Request
What is needed is the run of lines from the one with "the duck, then" through the close of the data, set down exactly.
=== Supplied material ===
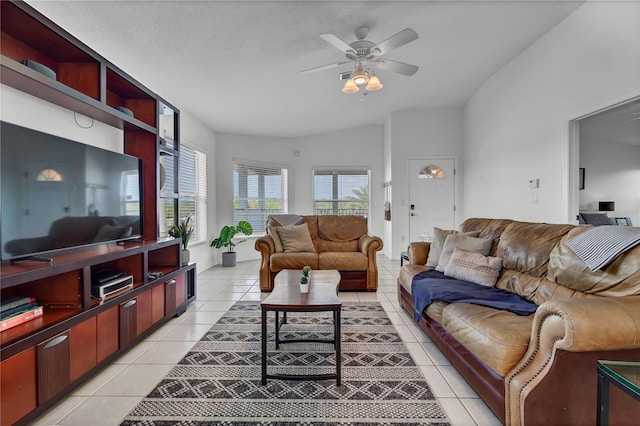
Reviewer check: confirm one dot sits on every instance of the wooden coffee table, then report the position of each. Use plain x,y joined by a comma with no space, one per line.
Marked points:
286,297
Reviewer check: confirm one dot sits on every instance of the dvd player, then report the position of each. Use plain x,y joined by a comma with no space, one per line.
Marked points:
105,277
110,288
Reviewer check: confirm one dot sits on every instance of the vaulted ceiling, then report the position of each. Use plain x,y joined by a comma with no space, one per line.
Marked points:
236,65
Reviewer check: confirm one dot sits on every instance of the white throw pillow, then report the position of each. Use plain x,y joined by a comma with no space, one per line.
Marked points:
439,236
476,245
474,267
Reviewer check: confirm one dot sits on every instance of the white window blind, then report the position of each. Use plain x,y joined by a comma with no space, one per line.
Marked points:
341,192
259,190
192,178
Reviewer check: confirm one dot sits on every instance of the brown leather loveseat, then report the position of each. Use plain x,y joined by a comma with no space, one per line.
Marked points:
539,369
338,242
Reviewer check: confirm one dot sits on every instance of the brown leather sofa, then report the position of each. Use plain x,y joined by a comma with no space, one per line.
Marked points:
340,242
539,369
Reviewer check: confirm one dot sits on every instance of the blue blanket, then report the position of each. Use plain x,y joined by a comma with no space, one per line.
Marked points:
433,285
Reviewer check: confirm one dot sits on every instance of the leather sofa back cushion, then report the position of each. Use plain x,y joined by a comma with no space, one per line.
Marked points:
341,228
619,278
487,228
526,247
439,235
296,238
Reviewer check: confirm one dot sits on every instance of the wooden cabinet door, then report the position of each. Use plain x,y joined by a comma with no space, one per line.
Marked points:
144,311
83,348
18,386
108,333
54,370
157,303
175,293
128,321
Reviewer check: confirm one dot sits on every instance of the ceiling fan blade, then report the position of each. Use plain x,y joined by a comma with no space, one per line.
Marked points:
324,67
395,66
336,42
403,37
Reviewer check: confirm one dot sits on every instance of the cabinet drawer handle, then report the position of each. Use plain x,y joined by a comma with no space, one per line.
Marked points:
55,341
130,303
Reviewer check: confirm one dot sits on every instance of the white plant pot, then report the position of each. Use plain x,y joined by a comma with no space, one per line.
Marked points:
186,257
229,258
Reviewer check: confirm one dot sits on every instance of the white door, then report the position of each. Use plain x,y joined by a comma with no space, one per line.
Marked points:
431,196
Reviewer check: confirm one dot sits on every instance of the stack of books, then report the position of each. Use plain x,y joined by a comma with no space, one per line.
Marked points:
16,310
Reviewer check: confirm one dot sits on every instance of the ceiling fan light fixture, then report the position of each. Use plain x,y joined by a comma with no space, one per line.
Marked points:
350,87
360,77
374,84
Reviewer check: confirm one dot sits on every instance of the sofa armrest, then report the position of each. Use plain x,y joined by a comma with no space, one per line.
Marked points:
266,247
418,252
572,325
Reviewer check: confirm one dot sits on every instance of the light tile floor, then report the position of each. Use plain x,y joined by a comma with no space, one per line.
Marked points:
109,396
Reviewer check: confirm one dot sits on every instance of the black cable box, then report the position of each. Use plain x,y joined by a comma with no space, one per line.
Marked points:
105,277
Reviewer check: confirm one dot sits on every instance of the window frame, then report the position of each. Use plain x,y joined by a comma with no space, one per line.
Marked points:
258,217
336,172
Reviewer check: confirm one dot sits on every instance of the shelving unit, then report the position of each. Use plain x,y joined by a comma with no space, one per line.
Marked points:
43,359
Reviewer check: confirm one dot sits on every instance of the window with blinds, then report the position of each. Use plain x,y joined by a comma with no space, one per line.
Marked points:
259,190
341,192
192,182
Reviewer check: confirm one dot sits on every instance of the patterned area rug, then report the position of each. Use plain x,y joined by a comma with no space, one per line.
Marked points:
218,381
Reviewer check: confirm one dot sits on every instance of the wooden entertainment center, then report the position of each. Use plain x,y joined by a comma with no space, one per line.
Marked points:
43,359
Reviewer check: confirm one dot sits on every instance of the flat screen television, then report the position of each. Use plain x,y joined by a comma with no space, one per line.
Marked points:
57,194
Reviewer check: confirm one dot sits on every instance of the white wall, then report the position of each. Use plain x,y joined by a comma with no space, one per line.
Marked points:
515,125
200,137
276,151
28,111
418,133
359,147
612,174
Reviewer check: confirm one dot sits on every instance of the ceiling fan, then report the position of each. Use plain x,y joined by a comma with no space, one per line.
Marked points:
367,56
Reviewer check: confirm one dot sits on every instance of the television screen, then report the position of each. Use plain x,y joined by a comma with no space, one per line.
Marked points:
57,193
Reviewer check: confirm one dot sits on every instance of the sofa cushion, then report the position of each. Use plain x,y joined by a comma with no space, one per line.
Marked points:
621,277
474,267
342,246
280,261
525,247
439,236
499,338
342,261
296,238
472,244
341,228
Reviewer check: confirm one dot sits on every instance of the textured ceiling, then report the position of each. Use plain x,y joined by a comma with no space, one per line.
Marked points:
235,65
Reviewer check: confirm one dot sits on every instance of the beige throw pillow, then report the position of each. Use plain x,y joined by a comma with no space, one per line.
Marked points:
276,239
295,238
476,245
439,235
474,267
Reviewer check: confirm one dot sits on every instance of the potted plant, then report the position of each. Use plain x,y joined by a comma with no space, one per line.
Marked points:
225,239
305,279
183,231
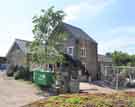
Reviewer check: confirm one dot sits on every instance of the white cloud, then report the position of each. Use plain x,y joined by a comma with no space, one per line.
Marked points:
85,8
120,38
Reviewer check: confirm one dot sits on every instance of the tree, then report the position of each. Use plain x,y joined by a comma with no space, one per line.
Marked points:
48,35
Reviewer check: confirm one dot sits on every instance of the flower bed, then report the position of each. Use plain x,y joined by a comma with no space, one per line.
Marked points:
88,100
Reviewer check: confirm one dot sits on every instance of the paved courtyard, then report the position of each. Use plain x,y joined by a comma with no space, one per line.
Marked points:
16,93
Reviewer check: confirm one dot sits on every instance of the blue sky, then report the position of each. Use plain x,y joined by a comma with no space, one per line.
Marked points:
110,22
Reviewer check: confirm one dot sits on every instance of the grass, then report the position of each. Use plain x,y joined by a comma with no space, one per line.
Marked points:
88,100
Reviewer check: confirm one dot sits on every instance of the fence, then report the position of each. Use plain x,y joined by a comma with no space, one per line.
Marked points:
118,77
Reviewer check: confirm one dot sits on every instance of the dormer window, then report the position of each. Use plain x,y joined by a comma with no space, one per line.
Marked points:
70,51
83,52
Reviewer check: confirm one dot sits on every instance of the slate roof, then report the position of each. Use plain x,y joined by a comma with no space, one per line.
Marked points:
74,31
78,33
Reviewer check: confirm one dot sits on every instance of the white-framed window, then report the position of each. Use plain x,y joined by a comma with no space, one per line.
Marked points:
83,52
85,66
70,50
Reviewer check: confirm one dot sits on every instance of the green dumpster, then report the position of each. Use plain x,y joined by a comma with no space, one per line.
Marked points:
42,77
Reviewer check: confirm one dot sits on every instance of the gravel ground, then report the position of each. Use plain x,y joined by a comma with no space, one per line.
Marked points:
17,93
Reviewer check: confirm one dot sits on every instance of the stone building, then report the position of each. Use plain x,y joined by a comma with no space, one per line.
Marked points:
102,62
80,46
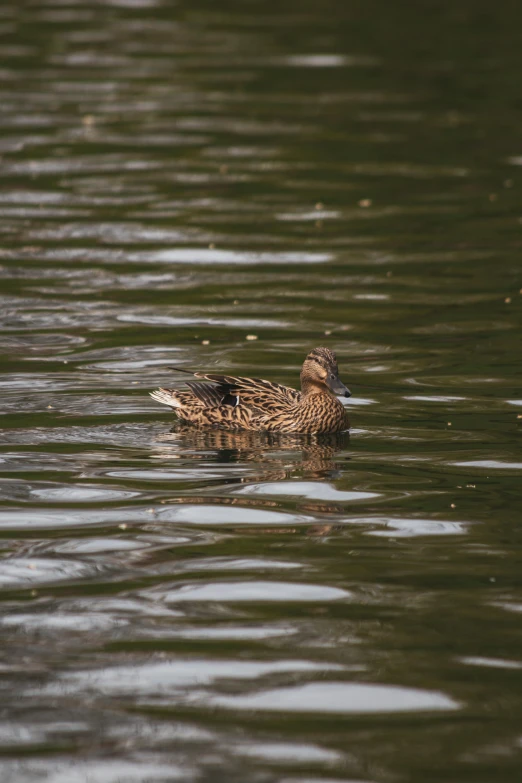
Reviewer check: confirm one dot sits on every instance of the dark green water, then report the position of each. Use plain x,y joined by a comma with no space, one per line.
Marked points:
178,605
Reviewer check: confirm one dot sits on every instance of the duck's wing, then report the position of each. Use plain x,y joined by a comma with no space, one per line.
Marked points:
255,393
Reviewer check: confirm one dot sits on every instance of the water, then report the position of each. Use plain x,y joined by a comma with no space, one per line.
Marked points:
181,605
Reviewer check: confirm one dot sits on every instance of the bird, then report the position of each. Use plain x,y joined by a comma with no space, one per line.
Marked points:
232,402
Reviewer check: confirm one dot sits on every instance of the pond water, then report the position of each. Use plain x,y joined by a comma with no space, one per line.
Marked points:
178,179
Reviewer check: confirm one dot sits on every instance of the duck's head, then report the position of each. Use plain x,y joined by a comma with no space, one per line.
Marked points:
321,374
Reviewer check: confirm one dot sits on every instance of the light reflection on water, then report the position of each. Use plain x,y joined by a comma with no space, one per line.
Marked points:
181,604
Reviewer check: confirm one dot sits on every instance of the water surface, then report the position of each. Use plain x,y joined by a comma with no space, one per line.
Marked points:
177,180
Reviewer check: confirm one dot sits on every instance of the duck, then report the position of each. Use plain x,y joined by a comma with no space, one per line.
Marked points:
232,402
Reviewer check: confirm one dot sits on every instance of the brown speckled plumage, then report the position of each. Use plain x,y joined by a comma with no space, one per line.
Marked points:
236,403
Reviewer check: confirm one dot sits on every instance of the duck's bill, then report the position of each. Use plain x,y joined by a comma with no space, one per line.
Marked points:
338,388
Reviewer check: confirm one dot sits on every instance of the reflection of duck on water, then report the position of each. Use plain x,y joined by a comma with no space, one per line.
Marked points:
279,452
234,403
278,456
===
Result for this task
Reviewer check: confirm one dot sits on every instance of the duck, then report the position of each. Use plain x,y joined by a comma with no space, one per line.
Marked points:
232,402
Reviewer check: confirm one dot sits on every instance of the brown speckled plumage, then report the position of each. Use plain x,y joined by a comma with no space, one per line.
Marked points:
236,403
Reviewer check: confirm one dot sits on every instance of the duck's bill, then report the position of each. Use plain x,y joined by a comma with no space, one per line.
Marked points:
338,388
Reviewer check: confirm one dot sits on every instance of the reflection of duck on water, then report the position of each. Use plain x,y joined by a comma with no space, one per line.
Marked points:
279,452
234,403
278,456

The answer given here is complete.